WHAT TO DO:
Only the pictures are left out: repeat the rest of the entries exactly.

AVAILABLE RECORDS:
******************************
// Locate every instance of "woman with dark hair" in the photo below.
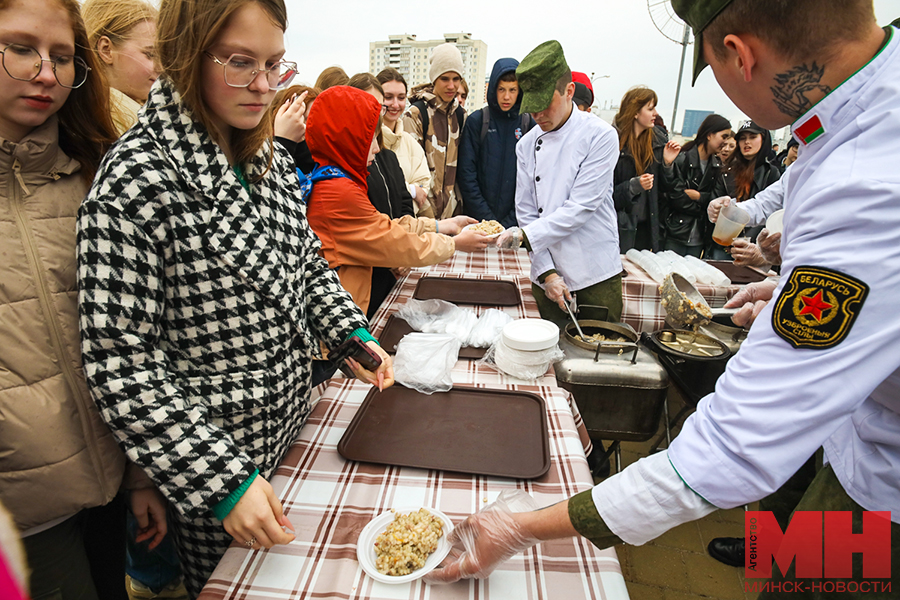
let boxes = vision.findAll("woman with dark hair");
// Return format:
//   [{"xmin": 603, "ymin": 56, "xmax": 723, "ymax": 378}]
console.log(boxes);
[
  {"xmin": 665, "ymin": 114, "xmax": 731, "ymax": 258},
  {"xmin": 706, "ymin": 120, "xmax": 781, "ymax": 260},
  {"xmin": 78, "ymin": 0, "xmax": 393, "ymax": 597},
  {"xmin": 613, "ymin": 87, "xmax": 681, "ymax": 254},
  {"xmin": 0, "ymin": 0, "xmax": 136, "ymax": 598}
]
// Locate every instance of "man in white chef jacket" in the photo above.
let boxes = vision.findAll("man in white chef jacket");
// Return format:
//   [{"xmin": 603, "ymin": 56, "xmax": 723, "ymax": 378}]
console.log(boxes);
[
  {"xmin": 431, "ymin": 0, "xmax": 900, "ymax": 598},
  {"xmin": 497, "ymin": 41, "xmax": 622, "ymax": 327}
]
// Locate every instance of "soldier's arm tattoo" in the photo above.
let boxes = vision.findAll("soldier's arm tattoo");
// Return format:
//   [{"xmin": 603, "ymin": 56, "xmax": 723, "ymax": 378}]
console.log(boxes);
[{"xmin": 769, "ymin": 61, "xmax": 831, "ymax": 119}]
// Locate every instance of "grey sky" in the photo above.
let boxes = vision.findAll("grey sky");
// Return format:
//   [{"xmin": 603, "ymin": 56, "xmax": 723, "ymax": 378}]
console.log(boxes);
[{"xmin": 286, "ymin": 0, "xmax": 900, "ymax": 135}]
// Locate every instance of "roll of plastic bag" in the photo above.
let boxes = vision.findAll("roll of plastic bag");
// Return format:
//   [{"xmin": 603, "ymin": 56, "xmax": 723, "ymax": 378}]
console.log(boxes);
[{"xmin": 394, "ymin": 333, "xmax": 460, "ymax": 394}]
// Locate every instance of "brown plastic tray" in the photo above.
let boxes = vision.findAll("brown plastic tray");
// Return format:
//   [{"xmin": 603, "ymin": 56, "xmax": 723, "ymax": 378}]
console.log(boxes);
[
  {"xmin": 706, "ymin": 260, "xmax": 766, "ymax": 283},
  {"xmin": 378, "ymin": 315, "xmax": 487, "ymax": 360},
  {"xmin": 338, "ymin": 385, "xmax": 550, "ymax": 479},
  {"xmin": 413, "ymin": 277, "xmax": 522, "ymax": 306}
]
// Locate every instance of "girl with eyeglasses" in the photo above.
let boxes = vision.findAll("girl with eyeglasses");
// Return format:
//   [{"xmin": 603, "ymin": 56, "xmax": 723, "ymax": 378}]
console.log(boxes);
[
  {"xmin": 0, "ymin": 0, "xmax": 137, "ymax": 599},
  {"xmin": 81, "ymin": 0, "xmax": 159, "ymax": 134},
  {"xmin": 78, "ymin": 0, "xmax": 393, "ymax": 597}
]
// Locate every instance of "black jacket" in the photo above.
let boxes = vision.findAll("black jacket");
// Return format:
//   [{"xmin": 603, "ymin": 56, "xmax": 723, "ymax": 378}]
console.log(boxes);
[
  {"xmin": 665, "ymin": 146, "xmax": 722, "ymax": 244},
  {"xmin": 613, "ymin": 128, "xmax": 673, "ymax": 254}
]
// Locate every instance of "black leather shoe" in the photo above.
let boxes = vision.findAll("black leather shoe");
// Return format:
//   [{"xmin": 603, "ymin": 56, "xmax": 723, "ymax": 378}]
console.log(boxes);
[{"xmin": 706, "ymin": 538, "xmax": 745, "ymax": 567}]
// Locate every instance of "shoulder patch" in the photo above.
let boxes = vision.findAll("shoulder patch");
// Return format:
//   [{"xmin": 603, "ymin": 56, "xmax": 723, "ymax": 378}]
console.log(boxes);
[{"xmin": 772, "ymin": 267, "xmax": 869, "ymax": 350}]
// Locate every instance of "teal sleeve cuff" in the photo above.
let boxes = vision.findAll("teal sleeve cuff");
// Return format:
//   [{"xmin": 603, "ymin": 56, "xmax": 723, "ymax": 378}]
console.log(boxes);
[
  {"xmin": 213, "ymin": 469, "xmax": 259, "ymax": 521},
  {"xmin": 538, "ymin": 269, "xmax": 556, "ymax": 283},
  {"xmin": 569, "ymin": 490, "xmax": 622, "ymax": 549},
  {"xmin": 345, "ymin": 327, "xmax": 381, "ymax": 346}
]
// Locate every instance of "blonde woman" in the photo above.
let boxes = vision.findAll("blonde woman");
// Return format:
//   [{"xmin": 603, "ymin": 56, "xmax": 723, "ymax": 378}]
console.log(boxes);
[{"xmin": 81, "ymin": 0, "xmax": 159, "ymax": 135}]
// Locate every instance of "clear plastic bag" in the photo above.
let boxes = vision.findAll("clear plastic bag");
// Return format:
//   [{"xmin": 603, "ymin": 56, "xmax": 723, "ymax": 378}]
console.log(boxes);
******************************
COMPLETE RESPONSE:
// Locate every instance of "woman with dark hair" in the photo below.
let boxes = vision.findAll("woman with dark hair");
// Return format:
//   [{"xmin": 603, "ymin": 56, "xmax": 723, "ymax": 378}]
console.log(boxes);
[
  {"xmin": 665, "ymin": 114, "xmax": 731, "ymax": 258},
  {"xmin": 706, "ymin": 120, "xmax": 781, "ymax": 260},
  {"xmin": 78, "ymin": 0, "xmax": 393, "ymax": 597},
  {"xmin": 613, "ymin": 87, "xmax": 681, "ymax": 254},
  {"xmin": 0, "ymin": 0, "xmax": 136, "ymax": 598}
]
// Locate every instance of "man in white chef jacket" in the photo above.
let boxes = vision.findAll("man in white chef jacket");
// Return format:
//   [{"xmin": 603, "ymin": 56, "xmax": 723, "ymax": 378}]
console.log(boxes);
[
  {"xmin": 431, "ymin": 0, "xmax": 900, "ymax": 598},
  {"xmin": 497, "ymin": 41, "xmax": 622, "ymax": 327}
]
// Locate every instance of "soldier's arm tattoo" in the photo above.
let boxes = vision.findAll("soldier's arm tattoo");
// Return format:
//   [{"xmin": 603, "ymin": 56, "xmax": 723, "ymax": 378}]
console.log(boxes);
[{"xmin": 769, "ymin": 61, "xmax": 831, "ymax": 119}]
// Locate every instance of "grey sky" in the photo above.
let boxes = vision.findAll("grey sky");
// Return format:
//   [{"xmin": 603, "ymin": 56, "xmax": 723, "ymax": 378}]
console.log(boxes);
[{"xmin": 286, "ymin": 0, "xmax": 900, "ymax": 135}]
// Locate every instance of "roll of plastic bag" in the photo above.
let boxes = vision.findAll("roll of plastic bag");
// Return format:
//   [{"xmin": 603, "ymin": 56, "xmax": 723, "ymax": 378}]
console.log(boxes);
[{"xmin": 394, "ymin": 333, "xmax": 460, "ymax": 394}]
// Locate every instance of "brown plastic tray" in the photo above.
let boxes = vision.findAll("brown plastic tray");
// Return format:
//   [{"xmin": 603, "ymin": 56, "xmax": 723, "ymax": 378}]
console.log(boxes);
[
  {"xmin": 706, "ymin": 260, "xmax": 766, "ymax": 283},
  {"xmin": 378, "ymin": 315, "xmax": 487, "ymax": 360},
  {"xmin": 338, "ymin": 385, "xmax": 550, "ymax": 479},
  {"xmin": 413, "ymin": 277, "xmax": 522, "ymax": 306}
]
// Locate every instance of "girl with eyeglasses" in the photo above.
let boxes = vision.findAll("girl with eyeglasses");
// Return format:
//   [{"xmin": 603, "ymin": 56, "xmax": 723, "ymax": 378}]
console.log(boxes);
[
  {"xmin": 0, "ymin": 0, "xmax": 137, "ymax": 599},
  {"xmin": 81, "ymin": 0, "xmax": 159, "ymax": 134},
  {"xmin": 78, "ymin": 0, "xmax": 393, "ymax": 597}
]
// Locate every instance of "black jacket" in the photo above.
let boxes = vision.findAll("black jacket");
// Return format:
//   [{"xmin": 603, "ymin": 56, "xmax": 723, "ymax": 378}]
console.log(boxes);
[
  {"xmin": 665, "ymin": 146, "xmax": 722, "ymax": 244},
  {"xmin": 613, "ymin": 128, "xmax": 673, "ymax": 254}
]
// Locate every instance of "black leather shoe" in the photo above.
let boxes = vision.findAll("black leather shoe");
// Return format:
//   [{"xmin": 603, "ymin": 56, "xmax": 723, "ymax": 378}]
console.log(boxes);
[{"xmin": 706, "ymin": 538, "xmax": 745, "ymax": 567}]
// Locate every instance of "shoulder patch" in the photo above.
let boxes = vision.findAll("shoulder patch");
// Return format:
//   [{"xmin": 603, "ymin": 56, "xmax": 723, "ymax": 378}]
console.log(boxes);
[{"xmin": 772, "ymin": 267, "xmax": 869, "ymax": 350}]
// Locate every instance of "teal sleeve cuff" in the photo above.
let boxes = vision.findAll("teal sleeve cuff");
// Return format:
//   [{"xmin": 603, "ymin": 56, "xmax": 723, "ymax": 378}]
console.log(boxes);
[
  {"xmin": 213, "ymin": 469, "xmax": 259, "ymax": 521},
  {"xmin": 538, "ymin": 269, "xmax": 556, "ymax": 283},
  {"xmin": 569, "ymin": 490, "xmax": 622, "ymax": 549},
  {"xmin": 345, "ymin": 327, "xmax": 381, "ymax": 346}
]
// Locate every instance of "blonde woman" in the photo above.
let boxes = vision.findAll("blonde woman");
// Return format:
//   [{"xmin": 603, "ymin": 56, "xmax": 723, "ymax": 378}]
console.log(boxes);
[{"xmin": 81, "ymin": 0, "xmax": 159, "ymax": 135}]
// Locate every instance of "clear plastic bag" in the photo above.
let boxes = vision.findAll("clear plastic bag");
// Return format:
//   [{"xmin": 603, "ymin": 56, "xmax": 723, "ymax": 378}]
console.log(boxes);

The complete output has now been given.